Items listed in a dataset

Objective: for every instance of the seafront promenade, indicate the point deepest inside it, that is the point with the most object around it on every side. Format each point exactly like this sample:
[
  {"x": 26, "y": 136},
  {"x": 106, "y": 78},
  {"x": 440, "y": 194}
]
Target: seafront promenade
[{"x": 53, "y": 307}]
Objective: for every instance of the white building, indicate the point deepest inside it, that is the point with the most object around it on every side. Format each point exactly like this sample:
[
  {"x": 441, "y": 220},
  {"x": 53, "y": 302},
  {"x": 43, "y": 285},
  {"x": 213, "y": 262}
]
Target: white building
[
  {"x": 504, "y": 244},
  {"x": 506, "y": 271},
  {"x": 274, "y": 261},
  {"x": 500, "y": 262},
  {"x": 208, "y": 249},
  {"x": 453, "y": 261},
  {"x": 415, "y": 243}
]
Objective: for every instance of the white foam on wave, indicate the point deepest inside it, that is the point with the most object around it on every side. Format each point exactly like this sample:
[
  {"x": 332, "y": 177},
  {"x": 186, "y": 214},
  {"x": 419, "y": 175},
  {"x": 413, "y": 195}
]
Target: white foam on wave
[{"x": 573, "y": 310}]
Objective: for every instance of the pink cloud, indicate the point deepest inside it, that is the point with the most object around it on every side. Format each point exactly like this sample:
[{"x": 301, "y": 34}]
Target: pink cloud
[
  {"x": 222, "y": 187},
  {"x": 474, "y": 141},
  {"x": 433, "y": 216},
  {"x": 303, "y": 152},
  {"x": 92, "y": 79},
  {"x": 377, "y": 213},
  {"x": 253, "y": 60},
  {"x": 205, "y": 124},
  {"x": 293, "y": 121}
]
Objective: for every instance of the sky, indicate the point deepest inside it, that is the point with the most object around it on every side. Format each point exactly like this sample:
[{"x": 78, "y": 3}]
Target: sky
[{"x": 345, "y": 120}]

> REQUIREMENT
Start at the line that contains "Objective: for every instance of the white building, indicate" and stop after the last line of the data, writing out every line again. Shift each x and y coordinate in the answers up by 79, and leave everything else unchanged.

> FULL RESPONSE
Objective: for every instance of the white building, indicate the point deepest inside it, that is the point with the most object around it on every side. Format each point exactly like this sample:
[
  {"x": 441, "y": 220},
  {"x": 53, "y": 302},
  {"x": 43, "y": 285},
  {"x": 213, "y": 262}
]
Target: white building
[
  {"x": 583, "y": 323},
  {"x": 585, "y": 350},
  {"x": 353, "y": 340},
  {"x": 579, "y": 341},
  {"x": 287, "y": 328},
  {"x": 532, "y": 340},
  {"x": 494, "y": 322}
]
Objective: for every instance of the white foam on wave, indicate the point deepest inside it, that is the point with the most object around it on every side. Format each point exactly like this sample:
[
  {"x": 332, "y": 177},
  {"x": 186, "y": 214},
  {"x": 419, "y": 175},
  {"x": 413, "y": 195}
]
Target: white foam on wave
[{"x": 652, "y": 389}]
Objective: for every instance of the pink cloud, indicate the point deepest inside it, that is the point with the most object around it on every side. Format each point exactly like this sample:
[{"x": 301, "y": 34}]
Target: pink cloud
[
  {"x": 301, "y": 266},
  {"x": 553, "y": 220},
  {"x": 512, "y": 295},
  {"x": 382, "y": 231},
  {"x": 171, "y": 158},
  {"x": 456, "y": 292},
  {"x": 332, "y": 139},
  {"x": 284, "y": 203},
  {"x": 372, "y": 200}
]
Objective: for every instance of the sky, indicate the point deepest inside it, that is the point with the most object around it on every side. Format each point exactly like this sample:
[{"x": 78, "y": 3}]
Target: sky
[{"x": 424, "y": 199}]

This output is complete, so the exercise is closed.